### Required action
Please take the records that follow and repeat exactly the lines starting with the line with "box: [1062, 2, 1099, 148]" and going on through the line with "5L1087 2L1067 21L1065".

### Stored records

########

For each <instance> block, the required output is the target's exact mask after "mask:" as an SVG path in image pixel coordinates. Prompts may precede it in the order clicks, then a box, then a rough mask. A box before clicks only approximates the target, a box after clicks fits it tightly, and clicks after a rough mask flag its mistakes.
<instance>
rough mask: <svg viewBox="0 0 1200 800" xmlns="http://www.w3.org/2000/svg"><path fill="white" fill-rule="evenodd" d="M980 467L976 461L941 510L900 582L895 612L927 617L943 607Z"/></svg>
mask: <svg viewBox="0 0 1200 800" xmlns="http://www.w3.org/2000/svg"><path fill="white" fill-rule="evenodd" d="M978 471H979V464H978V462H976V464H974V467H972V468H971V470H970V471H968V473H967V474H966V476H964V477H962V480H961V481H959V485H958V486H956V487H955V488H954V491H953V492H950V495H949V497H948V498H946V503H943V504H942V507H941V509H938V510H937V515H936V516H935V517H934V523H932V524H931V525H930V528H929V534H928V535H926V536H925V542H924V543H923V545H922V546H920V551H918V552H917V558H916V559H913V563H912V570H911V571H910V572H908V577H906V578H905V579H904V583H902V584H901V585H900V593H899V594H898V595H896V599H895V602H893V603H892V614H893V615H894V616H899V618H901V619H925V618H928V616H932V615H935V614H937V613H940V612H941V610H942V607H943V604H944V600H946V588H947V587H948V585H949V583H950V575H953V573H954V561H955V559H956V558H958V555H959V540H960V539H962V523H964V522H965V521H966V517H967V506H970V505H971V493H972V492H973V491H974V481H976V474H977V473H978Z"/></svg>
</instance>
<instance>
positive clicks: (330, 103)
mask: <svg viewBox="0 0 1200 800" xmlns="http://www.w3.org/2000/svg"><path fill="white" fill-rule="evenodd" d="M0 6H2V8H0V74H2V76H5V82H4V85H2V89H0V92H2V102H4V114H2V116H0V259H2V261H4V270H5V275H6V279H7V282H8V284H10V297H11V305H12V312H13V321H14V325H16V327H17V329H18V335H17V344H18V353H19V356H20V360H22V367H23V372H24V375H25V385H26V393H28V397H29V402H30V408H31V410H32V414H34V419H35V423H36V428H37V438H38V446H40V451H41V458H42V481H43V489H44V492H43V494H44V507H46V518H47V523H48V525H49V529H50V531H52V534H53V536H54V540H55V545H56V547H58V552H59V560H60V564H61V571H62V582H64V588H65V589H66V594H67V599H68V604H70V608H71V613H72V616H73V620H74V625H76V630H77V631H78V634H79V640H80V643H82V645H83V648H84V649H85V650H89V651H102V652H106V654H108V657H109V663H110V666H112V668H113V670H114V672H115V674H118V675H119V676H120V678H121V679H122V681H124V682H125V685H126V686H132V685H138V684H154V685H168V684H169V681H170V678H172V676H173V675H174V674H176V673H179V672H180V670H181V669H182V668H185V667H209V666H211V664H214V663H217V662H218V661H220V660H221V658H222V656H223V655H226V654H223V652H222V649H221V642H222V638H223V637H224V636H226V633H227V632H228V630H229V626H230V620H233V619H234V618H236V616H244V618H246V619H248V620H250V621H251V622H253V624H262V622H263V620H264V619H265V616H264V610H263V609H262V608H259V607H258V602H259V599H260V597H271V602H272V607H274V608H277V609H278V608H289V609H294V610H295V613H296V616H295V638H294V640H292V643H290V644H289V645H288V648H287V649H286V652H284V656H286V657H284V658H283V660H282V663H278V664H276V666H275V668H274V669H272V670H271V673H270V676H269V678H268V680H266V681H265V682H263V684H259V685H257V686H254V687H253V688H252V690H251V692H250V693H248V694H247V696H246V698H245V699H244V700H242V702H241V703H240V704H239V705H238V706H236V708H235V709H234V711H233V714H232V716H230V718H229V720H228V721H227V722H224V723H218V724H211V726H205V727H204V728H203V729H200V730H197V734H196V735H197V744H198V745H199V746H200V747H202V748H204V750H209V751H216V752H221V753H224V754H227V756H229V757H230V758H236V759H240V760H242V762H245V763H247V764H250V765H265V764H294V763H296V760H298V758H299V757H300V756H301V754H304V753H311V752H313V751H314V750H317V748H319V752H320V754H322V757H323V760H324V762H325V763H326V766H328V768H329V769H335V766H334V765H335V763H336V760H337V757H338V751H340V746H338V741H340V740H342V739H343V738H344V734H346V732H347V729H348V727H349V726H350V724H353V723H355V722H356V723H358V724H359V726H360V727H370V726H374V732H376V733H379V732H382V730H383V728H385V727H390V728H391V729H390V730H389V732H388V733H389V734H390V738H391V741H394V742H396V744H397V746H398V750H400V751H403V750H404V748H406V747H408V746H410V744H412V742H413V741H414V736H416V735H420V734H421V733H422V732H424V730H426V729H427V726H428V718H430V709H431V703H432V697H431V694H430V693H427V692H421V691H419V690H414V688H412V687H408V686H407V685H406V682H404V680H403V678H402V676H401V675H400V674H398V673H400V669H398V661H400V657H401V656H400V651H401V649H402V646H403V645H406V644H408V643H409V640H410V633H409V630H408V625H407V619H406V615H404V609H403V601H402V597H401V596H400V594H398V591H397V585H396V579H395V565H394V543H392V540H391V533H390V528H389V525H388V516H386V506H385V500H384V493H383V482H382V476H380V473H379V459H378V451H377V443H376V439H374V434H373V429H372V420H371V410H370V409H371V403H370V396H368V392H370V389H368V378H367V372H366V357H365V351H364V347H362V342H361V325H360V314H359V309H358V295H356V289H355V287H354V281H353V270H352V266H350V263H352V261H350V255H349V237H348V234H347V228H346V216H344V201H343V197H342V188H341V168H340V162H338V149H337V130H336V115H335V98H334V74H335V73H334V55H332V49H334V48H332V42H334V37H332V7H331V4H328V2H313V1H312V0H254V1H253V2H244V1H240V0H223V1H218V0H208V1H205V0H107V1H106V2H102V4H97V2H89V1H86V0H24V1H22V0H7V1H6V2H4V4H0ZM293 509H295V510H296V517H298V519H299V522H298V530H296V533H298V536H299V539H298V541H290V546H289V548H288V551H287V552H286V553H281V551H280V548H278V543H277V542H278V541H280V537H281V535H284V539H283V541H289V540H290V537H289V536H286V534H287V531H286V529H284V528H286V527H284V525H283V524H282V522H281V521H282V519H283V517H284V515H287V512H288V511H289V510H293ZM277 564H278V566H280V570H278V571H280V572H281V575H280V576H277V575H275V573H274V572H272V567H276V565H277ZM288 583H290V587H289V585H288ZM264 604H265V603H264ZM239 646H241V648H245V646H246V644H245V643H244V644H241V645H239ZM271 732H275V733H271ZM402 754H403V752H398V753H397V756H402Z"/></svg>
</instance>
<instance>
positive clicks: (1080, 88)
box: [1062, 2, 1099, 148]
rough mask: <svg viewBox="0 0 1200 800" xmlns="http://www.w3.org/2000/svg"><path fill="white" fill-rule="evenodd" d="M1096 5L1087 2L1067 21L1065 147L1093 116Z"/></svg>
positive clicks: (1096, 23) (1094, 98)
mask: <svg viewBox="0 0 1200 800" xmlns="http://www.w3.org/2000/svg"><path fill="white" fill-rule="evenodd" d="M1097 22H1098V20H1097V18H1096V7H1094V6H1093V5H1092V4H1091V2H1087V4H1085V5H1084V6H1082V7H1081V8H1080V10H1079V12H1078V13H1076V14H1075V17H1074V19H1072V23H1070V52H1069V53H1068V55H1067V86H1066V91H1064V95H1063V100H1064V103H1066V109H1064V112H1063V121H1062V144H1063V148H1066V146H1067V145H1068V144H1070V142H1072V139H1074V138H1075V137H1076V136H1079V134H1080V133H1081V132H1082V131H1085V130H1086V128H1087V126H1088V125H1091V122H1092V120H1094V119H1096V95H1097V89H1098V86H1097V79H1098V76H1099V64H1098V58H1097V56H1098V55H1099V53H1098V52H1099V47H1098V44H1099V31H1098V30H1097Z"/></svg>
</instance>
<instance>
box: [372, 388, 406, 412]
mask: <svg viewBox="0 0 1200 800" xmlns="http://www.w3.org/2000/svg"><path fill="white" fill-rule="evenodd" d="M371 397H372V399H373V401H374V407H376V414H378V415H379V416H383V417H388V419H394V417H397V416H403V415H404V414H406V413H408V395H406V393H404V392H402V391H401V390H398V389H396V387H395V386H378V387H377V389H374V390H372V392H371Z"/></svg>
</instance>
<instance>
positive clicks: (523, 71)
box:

########

### Solution to this exercise
box: [1062, 2, 1099, 148]
rough mask: <svg viewBox="0 0 1200 800" xmlns="http://www.w3.org/2000/svg"><path fill="white" fill-rule="evenodd" d="M1096 5L1087 2L1067 21L1065 147L1093 116Z"/></svg>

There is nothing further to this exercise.